Supplied records:
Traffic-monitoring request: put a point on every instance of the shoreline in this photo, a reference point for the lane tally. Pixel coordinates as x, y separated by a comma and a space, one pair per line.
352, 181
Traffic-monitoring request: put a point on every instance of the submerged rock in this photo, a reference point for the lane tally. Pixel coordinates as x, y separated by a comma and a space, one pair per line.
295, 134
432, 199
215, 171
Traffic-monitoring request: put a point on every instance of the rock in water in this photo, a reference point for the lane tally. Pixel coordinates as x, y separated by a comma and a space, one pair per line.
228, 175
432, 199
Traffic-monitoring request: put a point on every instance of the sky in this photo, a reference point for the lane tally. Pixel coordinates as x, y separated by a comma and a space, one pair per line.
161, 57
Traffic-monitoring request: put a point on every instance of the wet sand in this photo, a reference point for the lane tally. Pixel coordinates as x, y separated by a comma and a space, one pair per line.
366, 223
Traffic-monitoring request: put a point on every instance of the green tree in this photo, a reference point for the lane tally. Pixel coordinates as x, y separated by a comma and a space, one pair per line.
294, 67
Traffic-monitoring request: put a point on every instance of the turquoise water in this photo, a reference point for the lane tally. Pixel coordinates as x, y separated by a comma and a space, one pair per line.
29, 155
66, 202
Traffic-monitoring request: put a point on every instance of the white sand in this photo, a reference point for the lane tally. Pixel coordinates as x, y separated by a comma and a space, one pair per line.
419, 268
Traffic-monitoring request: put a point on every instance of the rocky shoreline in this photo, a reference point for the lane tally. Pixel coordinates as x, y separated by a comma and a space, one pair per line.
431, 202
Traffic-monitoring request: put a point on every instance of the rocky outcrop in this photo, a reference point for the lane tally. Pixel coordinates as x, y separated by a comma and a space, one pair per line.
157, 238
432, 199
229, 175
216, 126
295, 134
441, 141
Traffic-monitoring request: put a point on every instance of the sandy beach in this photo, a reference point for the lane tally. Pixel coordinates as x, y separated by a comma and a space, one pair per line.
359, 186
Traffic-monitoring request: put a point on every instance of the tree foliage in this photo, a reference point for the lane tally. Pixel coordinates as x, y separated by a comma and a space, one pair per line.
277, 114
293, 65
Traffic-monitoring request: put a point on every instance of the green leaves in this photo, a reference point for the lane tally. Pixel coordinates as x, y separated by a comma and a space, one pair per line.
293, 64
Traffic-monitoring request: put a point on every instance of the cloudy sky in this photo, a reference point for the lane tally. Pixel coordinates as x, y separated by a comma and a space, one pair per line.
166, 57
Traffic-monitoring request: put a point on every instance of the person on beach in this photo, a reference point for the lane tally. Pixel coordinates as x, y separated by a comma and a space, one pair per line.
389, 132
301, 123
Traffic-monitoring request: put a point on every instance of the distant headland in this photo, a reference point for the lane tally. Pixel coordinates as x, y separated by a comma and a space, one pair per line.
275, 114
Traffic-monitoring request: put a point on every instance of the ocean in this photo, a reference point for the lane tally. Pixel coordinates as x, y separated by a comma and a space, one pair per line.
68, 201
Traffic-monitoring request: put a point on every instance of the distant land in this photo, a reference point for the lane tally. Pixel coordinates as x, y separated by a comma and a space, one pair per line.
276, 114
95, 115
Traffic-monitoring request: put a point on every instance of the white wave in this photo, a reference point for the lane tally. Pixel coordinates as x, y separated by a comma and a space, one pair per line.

Exercise details:
Copy out, word for word, the lines from the one containing "of the cloudy" through the final line.

Answer to this problem:
Traffic-monitoring request: put a point on every instance of the cloudy sky in this photo, a reference point for the lane tally. Pixel coordinates as x, y separated by a comma and a space, one pair per line.
166, 57
Traffic-monitoring request: put a point on every instance of the person on beach in this photo, a reference point for the lane tally. Pixel coordinates as x, y separated by a comma and a space, one pair per line.
389, 132
301, 123
Traffic-monitoring request: put a point on every instance of the distant headland in this photo, a reference point for the lane tally. Pixel coordinates as x, y separated by a comma and a space, one pair per line.
275, 114
Traffic-monitoring request: put a point on every instance of the ocean in this photo, a reference point for the lane tally. Pixel coordinates as x, y separated by a comma and a space, one pair per line.
68, 201
Traffic-monitoring request: put a point on every instance of the distant land in this photo, a reference point for the lane tally. Pixel coordinates as x, y separated by a comma and a space, one pair per line.
276, 114
95, 115
Traffic-monitoring request: put a point on every instance of the white wave in this photo, a reference point for the lane tally. Pixel coordinates as x, y separated by a comma and a space, one pair per line.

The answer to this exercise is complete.